**EXERCISE INSTRUCTIONS**. Find and copy out every line in the records below that contains the string "pathway", matching its case exactly.
_ _ _ _ _ _ _
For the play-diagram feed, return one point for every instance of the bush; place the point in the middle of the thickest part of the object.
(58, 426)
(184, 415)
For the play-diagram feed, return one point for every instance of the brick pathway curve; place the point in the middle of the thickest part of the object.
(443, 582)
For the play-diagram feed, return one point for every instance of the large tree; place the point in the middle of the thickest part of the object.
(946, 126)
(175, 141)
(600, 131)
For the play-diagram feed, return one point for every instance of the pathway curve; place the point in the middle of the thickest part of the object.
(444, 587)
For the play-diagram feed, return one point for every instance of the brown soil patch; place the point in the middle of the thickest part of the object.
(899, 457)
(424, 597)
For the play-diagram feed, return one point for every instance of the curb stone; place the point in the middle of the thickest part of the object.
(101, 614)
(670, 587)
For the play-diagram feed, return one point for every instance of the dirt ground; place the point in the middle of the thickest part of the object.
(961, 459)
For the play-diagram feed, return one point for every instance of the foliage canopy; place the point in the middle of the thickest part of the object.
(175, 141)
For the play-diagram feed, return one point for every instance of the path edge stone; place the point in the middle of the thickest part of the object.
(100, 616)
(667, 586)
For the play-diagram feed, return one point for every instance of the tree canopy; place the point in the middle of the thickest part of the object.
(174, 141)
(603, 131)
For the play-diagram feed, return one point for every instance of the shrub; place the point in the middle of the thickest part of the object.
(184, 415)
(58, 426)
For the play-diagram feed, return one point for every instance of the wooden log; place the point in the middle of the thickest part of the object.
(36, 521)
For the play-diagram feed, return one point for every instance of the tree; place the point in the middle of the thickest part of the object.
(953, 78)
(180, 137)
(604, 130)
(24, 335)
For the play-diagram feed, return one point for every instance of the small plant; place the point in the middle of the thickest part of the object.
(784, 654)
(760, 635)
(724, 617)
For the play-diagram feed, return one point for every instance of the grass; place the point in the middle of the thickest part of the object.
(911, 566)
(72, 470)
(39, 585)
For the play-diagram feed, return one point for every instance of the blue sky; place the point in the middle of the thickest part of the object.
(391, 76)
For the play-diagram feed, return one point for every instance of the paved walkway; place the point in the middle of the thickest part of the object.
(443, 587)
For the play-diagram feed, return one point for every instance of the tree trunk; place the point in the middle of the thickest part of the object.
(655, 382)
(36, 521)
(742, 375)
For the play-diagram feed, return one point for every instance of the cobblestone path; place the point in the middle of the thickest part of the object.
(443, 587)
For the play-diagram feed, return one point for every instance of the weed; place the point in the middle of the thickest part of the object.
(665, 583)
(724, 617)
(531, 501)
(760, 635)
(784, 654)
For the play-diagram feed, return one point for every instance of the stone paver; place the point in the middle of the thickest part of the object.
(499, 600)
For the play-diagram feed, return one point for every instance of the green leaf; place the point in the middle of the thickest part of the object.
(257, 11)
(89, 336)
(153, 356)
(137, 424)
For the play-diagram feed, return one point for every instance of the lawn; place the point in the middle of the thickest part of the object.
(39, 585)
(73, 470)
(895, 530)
_ _ _ _ _ _ _
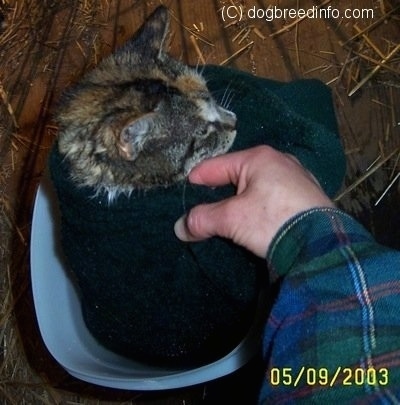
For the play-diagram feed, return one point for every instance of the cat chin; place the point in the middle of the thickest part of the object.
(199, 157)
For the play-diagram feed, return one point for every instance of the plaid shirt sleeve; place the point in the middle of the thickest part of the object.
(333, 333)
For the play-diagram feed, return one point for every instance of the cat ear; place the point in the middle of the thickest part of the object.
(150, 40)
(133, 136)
_ _ _ _ _ _ _
**PROBLEM SOLUTION**.
For the play-diagram feed, return one point for every instance of the brick pathway curve; place the point in the middle of the thickest part of the object.
For the play-diagram feed, return one point for every instance of the pathway curve; place the point in the middle of the thickest part of the object.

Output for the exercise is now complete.